* [Material for this task]:
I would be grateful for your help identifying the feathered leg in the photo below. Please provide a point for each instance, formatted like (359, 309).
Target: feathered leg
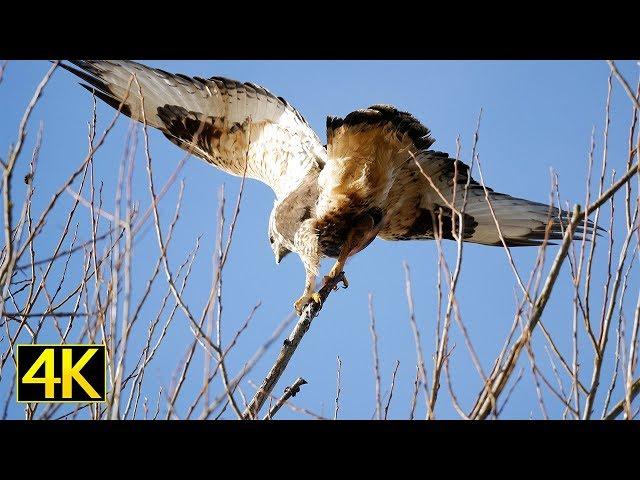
(309, 292)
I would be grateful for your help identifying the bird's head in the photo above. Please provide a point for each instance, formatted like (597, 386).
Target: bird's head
(276, 240)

* [Problem to solve]: Output every entry above exactly, minus the pictures.

* [Output for this task]:
I would be grateful for your help identifying the feathered leg in the photo below. Please provide a point for each instance, formatted like (359, 309).
Target: feathered leg
(309, 292)
I would be grateful for your help identifying the bird's head in the photo above. Please provide a point for each instance, formatted like (597, 386).
Target: bird's head
(276, 240)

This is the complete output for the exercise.